-------- RECORDS FOR THE TASK

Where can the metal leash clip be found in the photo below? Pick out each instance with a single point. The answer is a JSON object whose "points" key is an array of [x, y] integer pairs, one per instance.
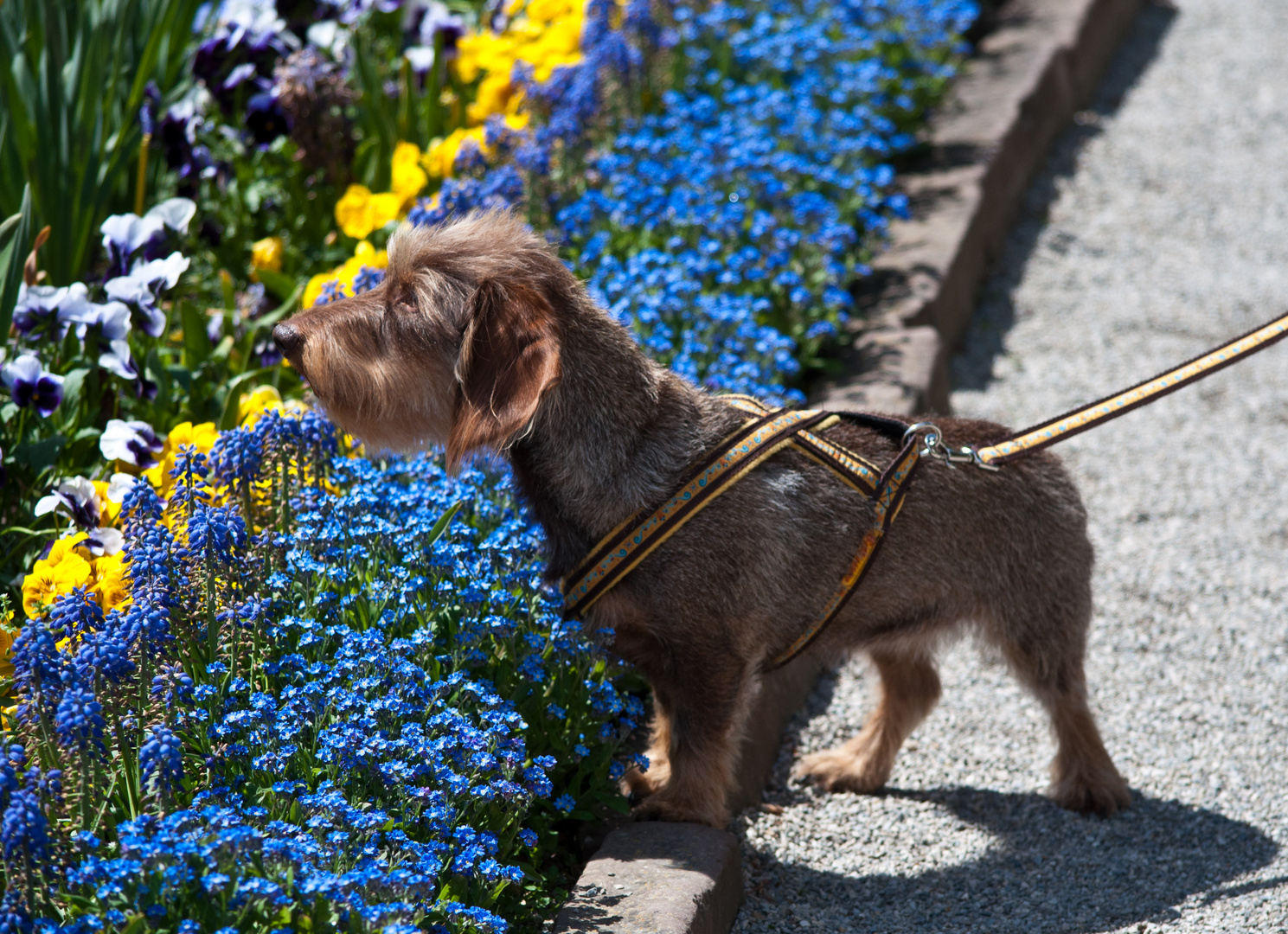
{"points": [[935, 447]]}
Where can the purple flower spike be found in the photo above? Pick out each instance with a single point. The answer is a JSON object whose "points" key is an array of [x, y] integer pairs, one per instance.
{"points": [[31, 386]]}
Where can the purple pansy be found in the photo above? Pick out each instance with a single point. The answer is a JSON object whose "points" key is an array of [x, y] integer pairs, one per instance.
{"points": [[124, 234], [134, 442], [78, 499], [36, 310], [31, 386], [139, 289]]}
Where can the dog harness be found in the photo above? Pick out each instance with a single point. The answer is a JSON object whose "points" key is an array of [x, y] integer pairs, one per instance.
{"points": [[768, 431], [761, 436]]}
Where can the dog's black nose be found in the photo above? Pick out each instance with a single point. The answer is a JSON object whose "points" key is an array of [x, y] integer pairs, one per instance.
{"points": [[287, 338]]}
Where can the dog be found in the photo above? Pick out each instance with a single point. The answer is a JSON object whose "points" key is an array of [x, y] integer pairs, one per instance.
{"points": [[479, 338]]}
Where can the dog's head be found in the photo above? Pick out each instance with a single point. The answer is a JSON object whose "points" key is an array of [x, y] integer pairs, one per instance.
{"points": [[458, 345]]}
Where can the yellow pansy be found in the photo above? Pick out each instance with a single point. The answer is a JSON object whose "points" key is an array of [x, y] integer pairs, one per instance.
{"points": [[442, 155], [363, 255], [361, 212], [408, 178], [254, 404], [492, 97], [48, 581], [68, 545], [184, 434], [266, 254], [110, 510]]}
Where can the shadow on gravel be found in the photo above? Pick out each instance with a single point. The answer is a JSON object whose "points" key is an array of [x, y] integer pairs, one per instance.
{"points": [[972, 366], [1046, 870]]}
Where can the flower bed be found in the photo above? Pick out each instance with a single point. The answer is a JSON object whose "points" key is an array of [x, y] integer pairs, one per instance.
{"points": [[258, 681]]}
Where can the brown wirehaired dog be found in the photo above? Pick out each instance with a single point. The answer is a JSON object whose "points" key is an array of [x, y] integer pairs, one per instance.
{"points": [[481, 338]]}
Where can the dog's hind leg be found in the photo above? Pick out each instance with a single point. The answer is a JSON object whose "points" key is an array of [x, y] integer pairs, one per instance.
{"points": [[1050, 662], [909, 689]]}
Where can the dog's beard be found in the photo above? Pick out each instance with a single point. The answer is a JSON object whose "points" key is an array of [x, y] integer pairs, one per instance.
{"points": [[390, 404]]}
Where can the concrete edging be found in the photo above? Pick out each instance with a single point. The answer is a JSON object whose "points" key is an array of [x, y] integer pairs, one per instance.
{"points": [[1027, 80]]}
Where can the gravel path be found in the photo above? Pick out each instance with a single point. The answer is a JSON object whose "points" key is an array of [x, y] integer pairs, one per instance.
{"points": [[1159, 228]]}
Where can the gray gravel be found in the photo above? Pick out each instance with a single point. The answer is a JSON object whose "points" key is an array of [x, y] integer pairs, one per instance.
{"points": [[1159, 228]]}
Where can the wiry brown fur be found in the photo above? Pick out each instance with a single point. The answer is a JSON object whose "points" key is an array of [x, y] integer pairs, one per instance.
{"points": [[481, 338]]}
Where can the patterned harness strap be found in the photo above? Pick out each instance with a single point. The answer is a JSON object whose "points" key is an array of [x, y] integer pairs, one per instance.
{"points": [[759, 438]]}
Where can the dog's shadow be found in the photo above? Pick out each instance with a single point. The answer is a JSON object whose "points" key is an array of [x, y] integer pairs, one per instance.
{"points": [[1028, 866], [1042, 871]]}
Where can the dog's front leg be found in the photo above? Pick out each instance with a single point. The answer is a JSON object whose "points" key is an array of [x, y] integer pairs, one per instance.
{"points": [[695, 726]]}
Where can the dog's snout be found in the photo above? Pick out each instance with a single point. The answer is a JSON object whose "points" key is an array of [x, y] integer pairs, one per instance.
{"points": [[287, 338]]}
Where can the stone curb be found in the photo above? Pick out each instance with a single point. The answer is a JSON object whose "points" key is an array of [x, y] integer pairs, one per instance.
{"points": [[1029, 76]]}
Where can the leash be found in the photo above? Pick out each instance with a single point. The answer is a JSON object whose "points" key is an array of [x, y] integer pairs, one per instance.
{"points": [[766, 432], [1100, 411]]}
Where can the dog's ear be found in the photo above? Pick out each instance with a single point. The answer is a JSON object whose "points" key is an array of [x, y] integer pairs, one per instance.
{"points": [[509, 358]]}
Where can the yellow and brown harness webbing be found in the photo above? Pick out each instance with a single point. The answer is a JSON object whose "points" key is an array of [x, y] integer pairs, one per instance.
{"points": [[772, 431], [759, 438]]}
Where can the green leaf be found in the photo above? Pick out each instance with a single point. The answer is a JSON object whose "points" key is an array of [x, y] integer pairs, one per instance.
{"points": [[74, 383], [228, 419], [40, 454], [281, 285], [196, 342], [13, 257], [443, 522], [8, 228]]}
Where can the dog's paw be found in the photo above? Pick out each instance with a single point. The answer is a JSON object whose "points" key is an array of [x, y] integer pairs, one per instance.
{"points": [[639, 784], [843, 771], [1100, 794], [663, 807]]}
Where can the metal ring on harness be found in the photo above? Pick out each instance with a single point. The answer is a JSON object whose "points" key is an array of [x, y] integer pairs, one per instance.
{"points": [[935, 447]]}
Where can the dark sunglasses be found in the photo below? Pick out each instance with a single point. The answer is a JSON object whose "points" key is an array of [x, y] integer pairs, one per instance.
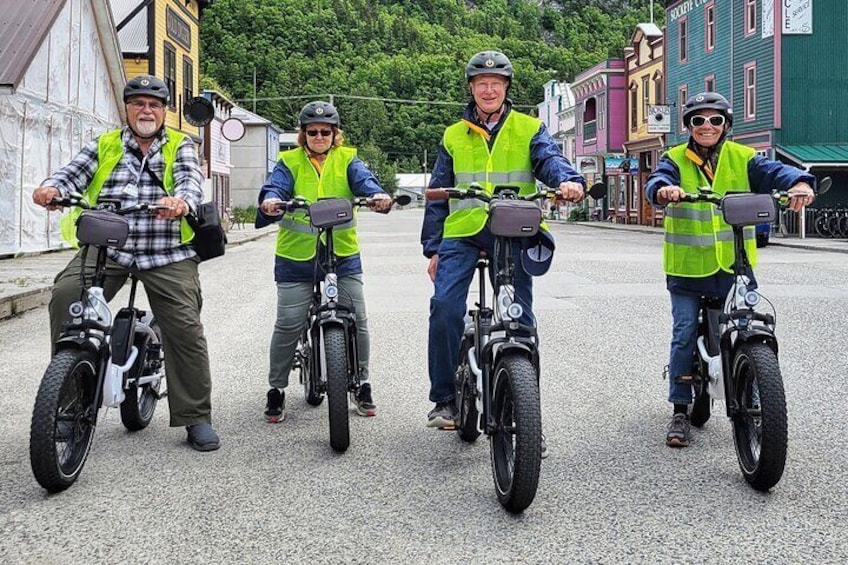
{"points": [[698, 121]]}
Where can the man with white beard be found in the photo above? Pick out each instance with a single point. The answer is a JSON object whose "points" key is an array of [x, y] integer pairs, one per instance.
{"points": [[146, 162]]}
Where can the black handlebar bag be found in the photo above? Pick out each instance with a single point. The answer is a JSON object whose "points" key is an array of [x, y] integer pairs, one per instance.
{"points": [[210, 240]]}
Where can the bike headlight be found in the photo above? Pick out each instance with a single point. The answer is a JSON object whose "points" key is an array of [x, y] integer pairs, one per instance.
{"points": [[514, 311], [752, 298]]}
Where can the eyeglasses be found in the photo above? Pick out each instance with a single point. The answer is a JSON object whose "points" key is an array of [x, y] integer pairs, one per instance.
{"points": [[139, 105], [697, 121]]}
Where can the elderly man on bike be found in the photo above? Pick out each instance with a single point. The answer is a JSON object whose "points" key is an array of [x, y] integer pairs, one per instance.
{"points": [[146, 162], [692, 256], [493, 144]]}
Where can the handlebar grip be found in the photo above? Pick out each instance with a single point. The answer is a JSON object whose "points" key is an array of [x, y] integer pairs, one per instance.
{"points": [[436, 194]]}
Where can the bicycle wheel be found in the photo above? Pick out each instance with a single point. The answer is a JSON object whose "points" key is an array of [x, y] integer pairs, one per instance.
{"points": [[466, 396], [759, 425], [307, 375], [335, 355], [516, 445], [140, 402], [63, 419]]}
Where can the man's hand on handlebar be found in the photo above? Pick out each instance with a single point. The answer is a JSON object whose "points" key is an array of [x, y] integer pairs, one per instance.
{"points": [[380, 202], [176, 208], [572, 191], [800, 195], [44, 196], [670, 193]]}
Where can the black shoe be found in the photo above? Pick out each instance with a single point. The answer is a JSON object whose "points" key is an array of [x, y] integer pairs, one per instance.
{"points": [[202, 437], [364, 403], [275, 409]]}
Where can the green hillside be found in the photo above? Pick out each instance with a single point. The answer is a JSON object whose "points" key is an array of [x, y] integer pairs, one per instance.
{"points": [[401, 50]]}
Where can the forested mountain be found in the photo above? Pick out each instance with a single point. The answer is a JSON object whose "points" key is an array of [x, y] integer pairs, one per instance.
{"points": [[404, 50]]}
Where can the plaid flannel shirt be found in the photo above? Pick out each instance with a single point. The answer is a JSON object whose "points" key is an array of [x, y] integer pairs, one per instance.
{"points": [[152, 242]]}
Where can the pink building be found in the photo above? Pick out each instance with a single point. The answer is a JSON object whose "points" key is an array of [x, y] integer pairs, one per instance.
{"points": [[601, 97]]}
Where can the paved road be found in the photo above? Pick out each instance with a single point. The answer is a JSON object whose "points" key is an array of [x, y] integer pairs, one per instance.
{"points": [[611, 492]]}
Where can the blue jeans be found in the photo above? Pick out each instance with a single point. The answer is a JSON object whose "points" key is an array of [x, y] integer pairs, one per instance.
{"points": [[684, 333], [454, 273]]}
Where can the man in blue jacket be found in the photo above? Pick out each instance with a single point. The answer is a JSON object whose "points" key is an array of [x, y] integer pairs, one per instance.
{"points": [[491, 141], [693, 268]]}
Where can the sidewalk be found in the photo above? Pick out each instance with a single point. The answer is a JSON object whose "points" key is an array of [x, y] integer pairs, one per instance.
{"points": [[811, 243], [25, 281]]}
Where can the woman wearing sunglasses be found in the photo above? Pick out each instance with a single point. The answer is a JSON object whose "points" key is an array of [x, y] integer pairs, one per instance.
{"points": [[691, 257], [321, 166]]}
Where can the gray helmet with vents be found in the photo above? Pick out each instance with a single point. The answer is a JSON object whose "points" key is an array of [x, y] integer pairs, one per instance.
{"points": [[707, 101], [147, 85], [488, 63], [319, 112]]}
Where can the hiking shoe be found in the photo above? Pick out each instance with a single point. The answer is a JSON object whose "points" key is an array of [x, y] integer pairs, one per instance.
{"points": [[202, 437], [275, 409], [362, 400], [678, 431], [442, 416]]}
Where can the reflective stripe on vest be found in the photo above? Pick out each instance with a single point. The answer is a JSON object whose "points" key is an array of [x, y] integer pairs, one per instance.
{"points": [[508, 162], [698, 242], [110, 151], [296, 238]]}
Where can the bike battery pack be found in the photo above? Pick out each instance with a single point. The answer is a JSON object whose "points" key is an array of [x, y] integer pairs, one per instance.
{"points": [[122, 335], [330, 212], [748, 209], [514, 218], [102, 227]]}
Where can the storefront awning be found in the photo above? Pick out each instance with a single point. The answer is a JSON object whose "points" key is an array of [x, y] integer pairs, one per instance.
{"points": [[821, 156]]}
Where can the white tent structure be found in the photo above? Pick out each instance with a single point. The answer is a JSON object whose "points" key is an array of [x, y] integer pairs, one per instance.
{"points": [[61, 78]]}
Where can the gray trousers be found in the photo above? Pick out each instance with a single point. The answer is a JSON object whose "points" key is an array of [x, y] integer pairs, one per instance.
{"points": [[173, 292], [293, 299]]}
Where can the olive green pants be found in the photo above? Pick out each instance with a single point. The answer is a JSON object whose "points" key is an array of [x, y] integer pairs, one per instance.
{"points": [[173, 292]]}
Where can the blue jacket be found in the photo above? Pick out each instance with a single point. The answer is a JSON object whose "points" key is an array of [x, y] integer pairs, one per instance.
{"points": [[280, 184], [549, 166], [764, 176]]}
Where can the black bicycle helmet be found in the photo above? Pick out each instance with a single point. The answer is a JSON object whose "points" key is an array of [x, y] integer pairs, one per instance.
{"points": [[488, 63], [147, 85], [707, 101], [319, 112]]}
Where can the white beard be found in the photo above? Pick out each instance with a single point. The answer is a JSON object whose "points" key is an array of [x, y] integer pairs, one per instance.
{"points": [[145, 128]]}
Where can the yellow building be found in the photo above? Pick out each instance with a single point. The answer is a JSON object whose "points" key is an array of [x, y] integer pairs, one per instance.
{"points": [[161, 38], [647, 118]]}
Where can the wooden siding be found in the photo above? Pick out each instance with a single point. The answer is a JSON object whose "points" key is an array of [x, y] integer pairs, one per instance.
{"points": [[189, 14], [814, 77]]}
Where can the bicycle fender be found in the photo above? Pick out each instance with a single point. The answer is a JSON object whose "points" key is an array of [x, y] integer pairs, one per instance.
{"points": [[757, 336]]}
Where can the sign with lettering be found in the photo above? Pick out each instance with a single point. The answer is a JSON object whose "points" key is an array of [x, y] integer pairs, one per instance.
{"points": [[177, 29], [797, 17]]}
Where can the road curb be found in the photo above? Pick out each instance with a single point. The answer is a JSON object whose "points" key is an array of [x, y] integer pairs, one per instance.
{"points": [[16, 304]]}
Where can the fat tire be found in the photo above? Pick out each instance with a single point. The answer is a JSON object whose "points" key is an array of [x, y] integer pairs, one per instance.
{"points": [[516, 444], [140, 402], [468, 416], [70, 381], [335, 355], [760, 436]]}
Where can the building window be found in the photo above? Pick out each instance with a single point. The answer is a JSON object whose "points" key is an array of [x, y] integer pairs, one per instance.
{"points": [[634, 105], [750, 91], [188, 80], [658, 92], [171, 72], [750, 17], [709, 20]]}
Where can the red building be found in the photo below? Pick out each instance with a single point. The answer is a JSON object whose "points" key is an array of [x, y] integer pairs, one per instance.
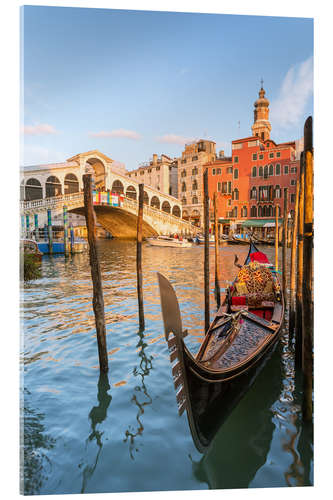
{"points": [[251, 183]]}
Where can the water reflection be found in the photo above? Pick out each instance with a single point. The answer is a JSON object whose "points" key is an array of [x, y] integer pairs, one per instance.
{"points": [[97, 415], [35, 465], [144, 368]]}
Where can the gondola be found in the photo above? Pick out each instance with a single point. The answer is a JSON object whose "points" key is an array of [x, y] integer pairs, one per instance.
{"points": [[236, 346]]}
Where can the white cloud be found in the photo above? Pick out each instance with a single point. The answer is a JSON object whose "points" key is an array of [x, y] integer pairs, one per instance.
{"points": [[127, 134], [41, 129], [38, 155], [174, 139], [296, 89]]}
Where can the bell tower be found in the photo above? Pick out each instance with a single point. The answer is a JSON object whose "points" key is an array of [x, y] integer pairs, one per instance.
{"points": [[261, 126]]}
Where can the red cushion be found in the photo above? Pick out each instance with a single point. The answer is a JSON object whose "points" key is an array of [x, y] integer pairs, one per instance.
{"points": [[238, 301], [259, 257]]}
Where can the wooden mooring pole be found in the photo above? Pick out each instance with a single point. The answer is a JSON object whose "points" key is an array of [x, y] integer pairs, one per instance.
{"points": [[49, 231], [65, 216], [206, 257], [299, 281], [276, 237], [139, 258], [284, 244], [293, 265], [216, 236], [98, 300], [307, 323]]}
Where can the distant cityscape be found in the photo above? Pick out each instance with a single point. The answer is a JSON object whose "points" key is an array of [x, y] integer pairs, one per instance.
{"points": [[249, 184]]}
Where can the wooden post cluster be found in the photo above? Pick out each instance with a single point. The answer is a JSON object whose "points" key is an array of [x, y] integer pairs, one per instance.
{"points": [[65, 217], [216, 236], [206, 257], [299, 282], [293, 265], [49, 231], [139, 258], [98, 300], [307, 322], [285, 243]]}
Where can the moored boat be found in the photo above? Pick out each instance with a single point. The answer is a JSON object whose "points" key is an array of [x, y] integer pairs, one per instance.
{"points": [[238, 343], [30, 247], [167, 241]]}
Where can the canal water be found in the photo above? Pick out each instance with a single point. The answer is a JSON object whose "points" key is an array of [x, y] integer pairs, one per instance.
{"points": [[121, 433]]}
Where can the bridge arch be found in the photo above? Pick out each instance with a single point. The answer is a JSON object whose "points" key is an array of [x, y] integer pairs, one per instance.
{"points": [[33, 190], [53, 187], [117, 187], [131, 192], [71, 184], [176, 211], [155, 202], [166, 207]]}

----------------

• TASK DETAILS: The response must contain exactly the lines from the one with "Where can the wooden post" through the last line of the material above, both ends included, and no others.

• ANSWER TO THIS EXERCISE:
Where can the wooden post cluster be found in the photo above? Pick out each instance with a single point. The answer is a JSON object whose "points" key is an array of [x, y] integer pairs, one per instance.
{"points": [[65, 217], [216, 236], [206, 257], [299, 282], [293, 265], [49, 231], [139, 258], [98, 300], [307, 322], [285, 243]]}
Where can the moored boat be found in the photo above? Pick out each instance with a single point. The answer is a JSON object whose "points" key is an array of [x, y] integer pairs, one per instance.
{"points": [[238, 343], [30, 247], [167, 241]]}
Where can the canal water be found in the photo above? Pick out each instance with a single point. The answer is a JSON object whose "points" key is an array of [x, y] integer pairs, one per instance.
{"points": [[121, 433]]}
Where can the bridge arch be found in the photo above? Pick out each instance with a single point. The answer is a JSON object whose "points" key is an array of [x, y] integer pairs, one per instance.
{"points": [[33, 190], [53, 187], [117, 187], [131, 192], [71, 184], [176, 211], [155, 202], [166, 207]]}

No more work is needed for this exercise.